## Set exercise
According to the outpack_packet reference below, what happens when outpack_packet_start is given no id?

--- begin Source ---

Start, interact with, and end a packet build — outpack_packet

Start a packet build (outpack_packet_start), end one (outpack_packet_cancel, outpack_packet_end) and interact with one (outpack_packet_use_dependency, outpack_packet_run)

outpack_packet_start(
  path,
  name,
  parameters = NULL,
  id = NULL,
  logging_console = NULL,
  logging_threshold = NULL,
  root = NULL
)

outpack_packet_cancel(packet)

outpack_packet_end(packet, insert = TRUE)

outpack_packet_run(packet, script, envir = .GlobalEnv)

outpack_packet_use_dependency(packet, query, files, search_options = NULL)

outpack_packet_add_custom(packet, application, data, schema = NULL)

Arguments

path: Path to the build / output directory.
name: The name of the packet
parameters: Optionally, a named list of parameters. The names must be unique, and the values must all be non-NA scalar atomics (logical, integer, numeric, character)
id: Optionally, an outpack id via outpack_id. If not given a new id will be generated.
logging_console: Optional logical, indicating if we should override the root's default in logging to the console. A value of NULL uses the root value, TRUE enables console output even when this is suppressed by the root, and FALSE disables it even when this is enabled by the root.
logging_threshold: Optional log threshold, indicating if we override the root's default in logging to the console. A value of NULL uses the root value, otherwise use info, debug or trace (in increasing order of verbosity).
root: The outpack root. Will be searched for from the current directory if not given.
packet: A packet object
insert: Logical, indicating if we should insert the packet into the store. This is the default and generally what you want. The use-case we have for insert = FALSE is where you want to write out all metadata after a failure, and in this case you would not want to do a final insertion into the outpack archive. When insert = FALSE, we write out the json metadata that would have been written as outpack.json within the packet working directory. Note that this skips a lot of validation (for example, validating that all files exist and that files marked immutable have not been changed)
script: Path to the script within the packet directory (a relative path). This function can be safely called multiple times within a single packet run (or zero times!) as needed.
envir: Environment in which to run the script
query: An outpack_query object, or something (e.g., a string) that can be trivially converted into one.
files: A named character vector of files; the name corresponds to the name within the current packet, while the value corresponds to the name within the upstream packet
search_options: Optional search options for restricting the search (see outpack_search for details)
application: The name of the application (used to organise the data and query it later, see Details)
data: Additional metadata to add to the packet. This must be a string representing already-serialised json data.

--- end Source ---
--- begin Listed records ---

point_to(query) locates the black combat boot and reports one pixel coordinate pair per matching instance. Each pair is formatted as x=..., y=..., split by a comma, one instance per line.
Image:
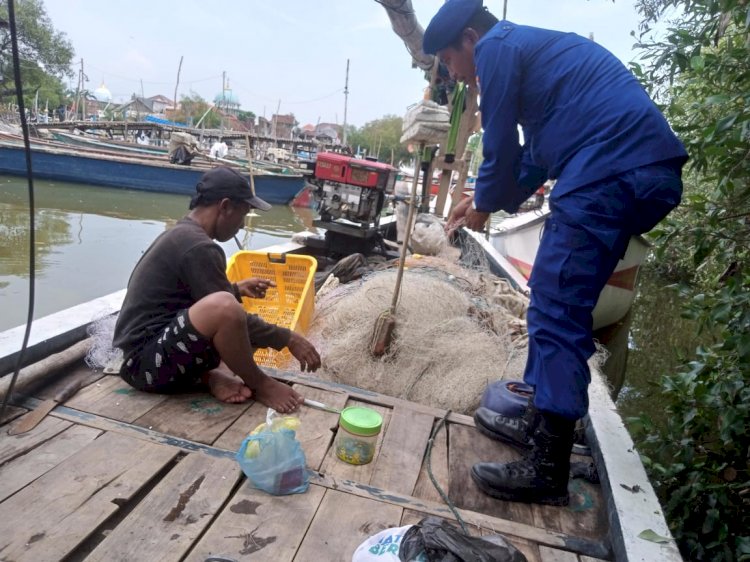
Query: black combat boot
x=516, y=431
x=542, y=477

--- end Listed records ---

## Response
A new id will be generated.